• [Task statement] Each line below must be set down exactly; omit any image you find.

— begin Listing —

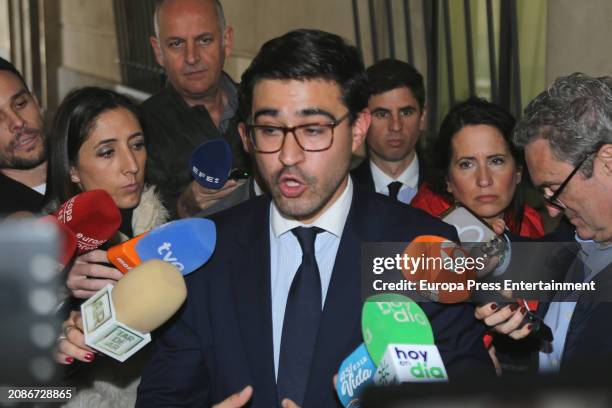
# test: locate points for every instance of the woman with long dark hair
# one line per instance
(97, 142)
(476, 164)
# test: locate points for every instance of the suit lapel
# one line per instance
(251, 290)
(339, 330)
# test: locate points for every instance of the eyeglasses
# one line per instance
(311, 137)
(553, 200)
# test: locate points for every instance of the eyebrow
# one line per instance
(380, 108)
(204, 34)
(488, 157)
(111, 140)
(307, 112)
(19, 95)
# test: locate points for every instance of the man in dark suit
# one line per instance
(277, 308)
(399, 117)
(566, 133)
(23, 158)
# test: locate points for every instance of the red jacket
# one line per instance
(434, 204)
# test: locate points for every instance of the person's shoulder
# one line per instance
(153, 102)
(397, 218)
(243, 215)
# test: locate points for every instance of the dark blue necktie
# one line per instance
(301, 322)
(394, 188)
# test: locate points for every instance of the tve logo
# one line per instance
(165, 251)
(411, 363)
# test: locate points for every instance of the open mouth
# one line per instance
(291, 186)
(26, 142)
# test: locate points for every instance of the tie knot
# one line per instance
(306, 237)
(394, 188)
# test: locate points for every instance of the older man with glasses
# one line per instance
(566, 133)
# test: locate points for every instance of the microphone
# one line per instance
(187, 244)
(67, 239)
(440, 268)
(356, 373)
(93, 216)
(117, 321)
(211, 163)
(398, 335)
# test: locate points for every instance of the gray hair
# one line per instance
(218, 7)
(574, 114)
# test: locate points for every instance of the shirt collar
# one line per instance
(409, 177)
(332, 220)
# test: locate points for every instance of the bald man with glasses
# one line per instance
(566, 133)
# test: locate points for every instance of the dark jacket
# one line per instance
(173, 130)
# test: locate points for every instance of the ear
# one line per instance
(157, 50)
(360, 128)
(246, 140)
(228, 41)
(519, 174)
(423, 119)
(605, 155)
(74, 175)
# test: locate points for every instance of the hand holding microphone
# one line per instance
(71, 343)
(186, 244)
(90, 273)
(117, 321)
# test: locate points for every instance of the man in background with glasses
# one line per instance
(566, 133)
(270, 318)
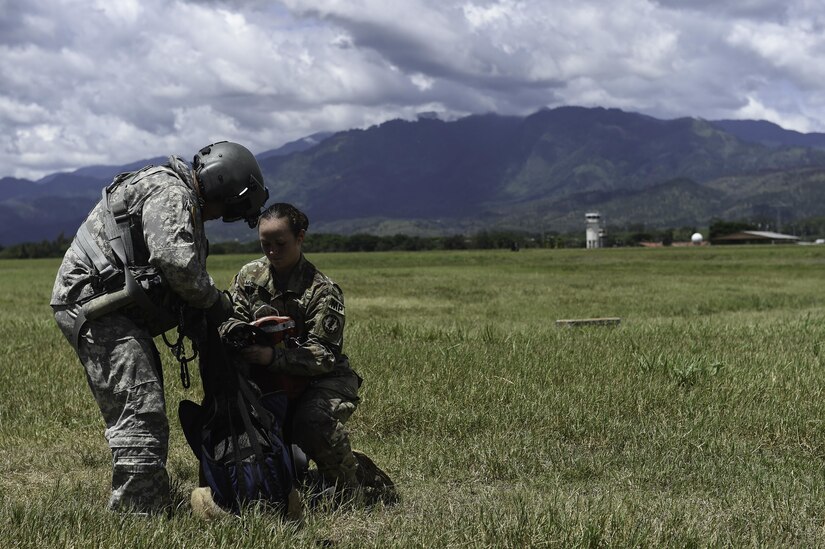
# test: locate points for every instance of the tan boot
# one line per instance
(203, 506)
(294, 507)
(375, 483)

— end Listing —

• [Complete output]
# test: locate points for every instance of the woman with long dark hair
# one line per instance
(97, 142)
(476, 164)
# test: locate points for every instance of the suit lapel
# one line per instance
(251, 290)
(339, 330)
# test: locate points for every instance of the eyeglasses
# one line per instance
(311, 137)
(553, 200)
# test: locate points for every instance of the eyebrow
# one line per instance
(380, 108)
(204, 34)
(488, 157)
(111, 140)
(307, 112)
(19, 95)
# test: locate points for every instance of the man in dark suit
# one line per instance
(277, 308)
(399, 117)
(566, 133)
(23, 158)
# test: locate points for every instance of the red jacket
# one line per instance
(434, 204)
# test: locate points for every instance of the person's shoulder
# one line per instance
(153, 102)
(397, 218)
(243, 215)
# test: locate points for every instance of the dark blue necktie
# one line per instance
(301, 322)
(394, 188)
# test: locate points for every instance of the tve logo
# one line per instance
(165, 251)
(411, 363)
# test: locate points for every instance of the open mouth
# one line per instance
(291, 186)
(26, 142)
# test: locate points for every instance of the tie knot
# one line per instance
(306, 237)
(394, 188)
# test: locate points for every instance of the older man with glasses
# one line per instance
(566, 133)
# test: locate points for every instance of the microphone
# one line per instance
(187, 244)
(67, 239)
(440, 268)
(356, 373)
(93, 216)
(117, 321)
(211, 163)
(398, 335)
# test: locate points for every instance of the gray hair
# one line per instance
(218, 7)
(574, 114)
# test: locate points for every instance of the shirt collar
# one line per instance
(409, 177)
(332, 220)
# test: locate points for every instance of the bald man with glasses
# one line per instance
(566, 133)
# test: locate points for every instance of the dark jacket
# one line per instance
(173, 130)
# test: locate points for every instance of the ear
# one line per instance
(157, 50)
(360, 128)
(246, 140)
(228, 41)
(519, 174)
(423, 119)
(605, 155)
(74, 175)
# test: locate points for every instance of the hand holding microphone
# one line per instance
(71, 343)
(186, 244)
(90, 273)
(117, 321)
# test: locate points for every instance of the man in background with glasses
# one line per instance
(566, 133)
(270, 318)
# test: locate points for every instance of the tan boot
# one line per instance
(203, 506)
(294, 507)
(375, 483)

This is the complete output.